* **Brief 1**: Copy the rows below word for word, starting at the line that contains "Point out the tree trunk" and ending with the last row.

* **Selected extract**:

────

If you use AI in your dev workflow, you’ve probably seen this pattern:
- You write a prompt.
- It works once.
- You try it on the “real” input.
- Suddenly it rambles, misses constraints, or returns something you can’t paste anywhere.
Most of those failures aren’t “model issues”. They’re prompt preflight issues — the same avoidable mistakes you’d catch if you paused for 60 seconds before hitting run.
Here’s the checklist I use. It’s short enough to do every time, and it will save you hours of iterative re-prompting.
The 7-question prompt preflight checklist
1) What is the deliverable?
Don’t describe the task. Name the artifact.
Bad:
Review this code and tell me what you think.
Better:
Produce a GitHub review comment list with (a) severity labels (blocker/major/minor), (b) file+line references, and (c) a short suggested fix for each.
Why this works: the model can “aim” at something concrete. Vague prompts invite vague output.
Preflight test: could a teammate tell whether the output is correct without reading your mind?
2) Who is the audience?
The same content can be correct but unusable if it’s written for the wrong reader.
Example:
Audience: a mid-level backend engineer who knows SQL and Docker but is new to Kubernetes.
If you don’t specify this, the model will pick a random target: too basic, too advanced, or annoyingly verbose.
3) What is in scope vs out of scope?
This is the fastest way to prevent the “helpful but irrelevant” sections.
Example:
In scope: the API design and error handling.
Out of scope: performance tuning, CI/CD, and database indexing.
If you want the model to not talk about something, say so explicitly.
4) What are the hard constraints?
Hard constraints are non-negotiable. Put them in a visible block.
Example constraint block:
Constraints:
- Max 12 bullet points
- No more than 2 paragraphs of explanation
- Use TypeScript
- Output must be valid JSON
- Do not invent endpoints or fields not present in the input
Preflight test: if the model violates one of these, will you throw away the output? If yes, it’s a hard constraint.
5) What context is missing (and how should the model handle it)?
A lot of bad output comes from the model guessing.
Give it a rule for unknowns:
If information is missing:
- Ask up to 3 clarifying questions.
- If still ambiguous, make the smallest reasonable assumption and label it "Assumption:".
This turns “hallucinations” into either questions or clearly-marked assumptions.
6) What should the format look like?
Format is the difference between “nice answer” and “drop-in usable”.
If you want a PR description, say so. If you want a table, say so. If you want a patch, say so.
Example: code review output template
### Summary
- …
### Issues
1) **[blocker]** `src/foo.ts:41` — …
- Fix: …
### Suggested patch
diff
...
Even better: provide a tiny sample output (one item) so the structure is unambiguous.
7) What is the quality bar?
This is where you encode “what good looks like”.
Instead of:
Make it high quality.
Use:
Quality bar:
- Prefer specific, actionable steps over general advice
- Include edge cases and failure modes
- If you propose a change, include a concrete example (code/config)

────

* **Extracted records**:
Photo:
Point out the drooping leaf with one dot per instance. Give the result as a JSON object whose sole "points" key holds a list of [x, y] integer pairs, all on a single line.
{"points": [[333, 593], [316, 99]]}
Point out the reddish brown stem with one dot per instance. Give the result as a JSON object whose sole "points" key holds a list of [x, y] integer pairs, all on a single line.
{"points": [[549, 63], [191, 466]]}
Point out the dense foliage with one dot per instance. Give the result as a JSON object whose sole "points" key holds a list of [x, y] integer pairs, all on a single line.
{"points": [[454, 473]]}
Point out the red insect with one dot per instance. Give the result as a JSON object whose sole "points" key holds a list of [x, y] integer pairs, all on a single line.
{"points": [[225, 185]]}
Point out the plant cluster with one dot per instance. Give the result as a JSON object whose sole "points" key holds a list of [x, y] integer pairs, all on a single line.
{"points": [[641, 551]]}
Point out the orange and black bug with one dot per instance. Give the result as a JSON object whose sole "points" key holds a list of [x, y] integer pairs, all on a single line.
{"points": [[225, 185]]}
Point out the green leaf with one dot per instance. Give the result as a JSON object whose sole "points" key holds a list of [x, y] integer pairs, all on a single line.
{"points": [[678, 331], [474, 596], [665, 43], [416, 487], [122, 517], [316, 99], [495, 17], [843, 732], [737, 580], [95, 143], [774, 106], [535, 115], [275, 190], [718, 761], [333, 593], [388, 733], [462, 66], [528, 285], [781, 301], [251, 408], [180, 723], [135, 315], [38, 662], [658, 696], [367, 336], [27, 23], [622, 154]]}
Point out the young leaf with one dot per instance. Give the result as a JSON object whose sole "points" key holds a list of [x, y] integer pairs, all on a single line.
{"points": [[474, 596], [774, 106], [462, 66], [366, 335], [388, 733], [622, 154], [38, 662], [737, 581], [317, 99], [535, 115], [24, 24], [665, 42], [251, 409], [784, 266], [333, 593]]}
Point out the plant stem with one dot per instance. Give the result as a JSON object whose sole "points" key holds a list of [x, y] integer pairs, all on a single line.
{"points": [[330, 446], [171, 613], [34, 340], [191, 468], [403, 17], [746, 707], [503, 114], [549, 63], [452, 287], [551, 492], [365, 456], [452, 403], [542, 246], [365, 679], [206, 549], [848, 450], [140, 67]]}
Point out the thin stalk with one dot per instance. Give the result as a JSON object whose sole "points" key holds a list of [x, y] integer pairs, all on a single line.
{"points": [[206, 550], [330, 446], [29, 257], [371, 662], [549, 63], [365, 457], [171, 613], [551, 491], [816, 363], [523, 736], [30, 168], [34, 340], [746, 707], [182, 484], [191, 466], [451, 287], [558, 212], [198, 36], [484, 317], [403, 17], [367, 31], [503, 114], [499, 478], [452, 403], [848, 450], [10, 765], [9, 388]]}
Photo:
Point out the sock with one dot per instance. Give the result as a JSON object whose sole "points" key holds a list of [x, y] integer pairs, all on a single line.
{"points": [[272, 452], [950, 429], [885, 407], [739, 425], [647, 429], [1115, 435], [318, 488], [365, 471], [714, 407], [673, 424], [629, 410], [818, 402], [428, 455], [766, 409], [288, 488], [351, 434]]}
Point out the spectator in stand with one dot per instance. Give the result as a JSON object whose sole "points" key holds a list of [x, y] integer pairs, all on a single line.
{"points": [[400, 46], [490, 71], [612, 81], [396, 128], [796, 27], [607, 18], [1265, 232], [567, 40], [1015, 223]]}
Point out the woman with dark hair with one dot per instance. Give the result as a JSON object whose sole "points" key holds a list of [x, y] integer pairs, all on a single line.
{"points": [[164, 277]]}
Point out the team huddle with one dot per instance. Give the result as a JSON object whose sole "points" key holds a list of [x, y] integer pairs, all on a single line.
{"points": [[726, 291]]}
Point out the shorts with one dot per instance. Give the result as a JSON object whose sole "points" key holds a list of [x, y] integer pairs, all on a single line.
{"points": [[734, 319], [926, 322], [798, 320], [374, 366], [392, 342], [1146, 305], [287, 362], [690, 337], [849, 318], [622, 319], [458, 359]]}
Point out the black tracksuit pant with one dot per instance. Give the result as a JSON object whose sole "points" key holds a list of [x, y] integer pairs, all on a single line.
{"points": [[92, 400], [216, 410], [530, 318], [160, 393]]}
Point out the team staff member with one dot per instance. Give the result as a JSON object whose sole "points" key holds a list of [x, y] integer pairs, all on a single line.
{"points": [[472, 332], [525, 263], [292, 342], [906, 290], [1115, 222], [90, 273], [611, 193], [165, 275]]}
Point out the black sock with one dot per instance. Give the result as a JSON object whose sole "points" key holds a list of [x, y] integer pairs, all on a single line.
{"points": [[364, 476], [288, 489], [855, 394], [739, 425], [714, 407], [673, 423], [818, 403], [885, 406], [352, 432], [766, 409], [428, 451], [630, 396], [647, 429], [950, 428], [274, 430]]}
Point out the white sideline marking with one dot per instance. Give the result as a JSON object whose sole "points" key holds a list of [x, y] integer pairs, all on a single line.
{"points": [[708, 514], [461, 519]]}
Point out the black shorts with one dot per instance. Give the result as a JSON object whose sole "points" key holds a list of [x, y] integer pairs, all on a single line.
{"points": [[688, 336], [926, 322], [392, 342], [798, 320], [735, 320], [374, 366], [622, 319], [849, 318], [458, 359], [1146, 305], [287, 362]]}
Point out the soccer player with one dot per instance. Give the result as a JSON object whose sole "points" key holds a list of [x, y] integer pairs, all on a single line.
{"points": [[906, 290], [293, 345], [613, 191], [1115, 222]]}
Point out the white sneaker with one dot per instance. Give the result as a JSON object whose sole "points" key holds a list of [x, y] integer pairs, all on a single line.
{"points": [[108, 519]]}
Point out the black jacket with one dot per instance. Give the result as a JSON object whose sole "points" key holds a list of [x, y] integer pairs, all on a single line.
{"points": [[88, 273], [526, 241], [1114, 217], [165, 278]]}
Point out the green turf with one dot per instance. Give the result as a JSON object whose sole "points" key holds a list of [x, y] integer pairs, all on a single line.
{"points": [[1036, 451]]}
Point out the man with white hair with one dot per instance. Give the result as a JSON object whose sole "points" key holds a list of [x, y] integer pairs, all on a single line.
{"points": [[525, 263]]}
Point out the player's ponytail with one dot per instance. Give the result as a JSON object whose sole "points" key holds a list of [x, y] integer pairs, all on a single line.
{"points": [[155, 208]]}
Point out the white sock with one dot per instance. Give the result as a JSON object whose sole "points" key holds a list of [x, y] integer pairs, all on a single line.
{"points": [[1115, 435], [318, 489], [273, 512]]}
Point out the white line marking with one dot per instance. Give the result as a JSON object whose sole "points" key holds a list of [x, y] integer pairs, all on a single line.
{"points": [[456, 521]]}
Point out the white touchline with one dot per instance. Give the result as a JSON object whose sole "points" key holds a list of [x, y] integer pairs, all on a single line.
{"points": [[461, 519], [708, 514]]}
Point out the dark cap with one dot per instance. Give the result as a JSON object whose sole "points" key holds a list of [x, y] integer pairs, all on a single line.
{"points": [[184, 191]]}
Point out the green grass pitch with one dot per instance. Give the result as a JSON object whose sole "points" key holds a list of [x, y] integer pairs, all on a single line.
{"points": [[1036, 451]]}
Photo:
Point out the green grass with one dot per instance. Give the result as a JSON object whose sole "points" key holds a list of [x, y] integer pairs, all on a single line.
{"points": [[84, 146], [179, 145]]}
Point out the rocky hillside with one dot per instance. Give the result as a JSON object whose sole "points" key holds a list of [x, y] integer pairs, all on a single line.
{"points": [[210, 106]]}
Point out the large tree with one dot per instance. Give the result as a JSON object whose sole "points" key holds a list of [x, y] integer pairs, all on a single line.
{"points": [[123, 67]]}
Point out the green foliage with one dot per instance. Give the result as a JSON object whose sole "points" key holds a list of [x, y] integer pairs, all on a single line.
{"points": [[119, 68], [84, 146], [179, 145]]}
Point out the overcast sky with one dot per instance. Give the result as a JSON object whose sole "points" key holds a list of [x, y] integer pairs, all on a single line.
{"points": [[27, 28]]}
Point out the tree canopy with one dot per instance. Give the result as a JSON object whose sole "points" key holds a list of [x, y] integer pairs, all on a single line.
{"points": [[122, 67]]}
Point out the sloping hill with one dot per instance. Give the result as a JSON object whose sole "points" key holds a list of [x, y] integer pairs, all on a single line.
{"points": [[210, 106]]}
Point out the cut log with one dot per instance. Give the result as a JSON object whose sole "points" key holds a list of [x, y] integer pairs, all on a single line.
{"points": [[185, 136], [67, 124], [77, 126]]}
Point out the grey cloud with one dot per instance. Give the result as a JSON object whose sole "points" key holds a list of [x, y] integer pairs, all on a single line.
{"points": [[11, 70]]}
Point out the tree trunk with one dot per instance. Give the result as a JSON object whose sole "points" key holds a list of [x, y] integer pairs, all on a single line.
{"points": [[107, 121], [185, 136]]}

────

* **Brief 2**: Continue the piece on the prompt preflight checklist from the point where it stops.

* **Written response 1**:
Point out the tree trunk with one dot per instance. Give the result as a JSON object whose sole "points" key holds a list of [x, y] integer pairs, all on a single line.
{"points": [[107, 121], [185, 136]]}

* **Written response 2**:
- Avoid repetition
This pushes the model toward the kind of output you’d expect from a strong human collaborator.
A practical example: turning a vague prompt into a reusable tool
Let’s say you want a prompt that turns a feature request into implementation tasks.
Version 0 (vague)
Break this feature down into tasks.
Version 1 (preflighted)
Role: You are a senior engineer writing an implementation plan.
Audience: A small dev team that will execute this next sprint.
Deliverable: A task list suitable for a GitHub issue, with clear acceptance criteria.
In scope: API changes, data model changes, migration notes, and tests.
Out of scope: UI polish, performance optimizations.
Constraints:
- 8–15 tasks total
- Each task includes: title, description, acceptance criteria, estimated complexity (S/M/L)
- If something is ambiguous, ask up to 3 clarifying questions first
Input:
<PASTE FEATURE REQUEST HERE>
Output format (JSON):
{
"questions": ["..."],
"tasks": [
{
"title": "...",
"description": "...",
"acceptance_criteria": ["..."],
"complexity": "S|M|L"
}
]
}
Notice what happened:
- The model can’t “wander” into UI polish.
- You get tasks that are immediately actionable.
- You can now regression-test the JSON shape.
A tiny trick that makes this even more reliable: add a self-check
After the model produces output, ask it to validate against your own rules.
Append this to many prompts:
Self-check before final answer:
- Confirm you followed every constraint
- Confirm output matches the requested format
- If any constraint is violated, fix it before responding
This doesn’t make the model perfect, but it does reduce the number of “oops, forgot the JSON” moments.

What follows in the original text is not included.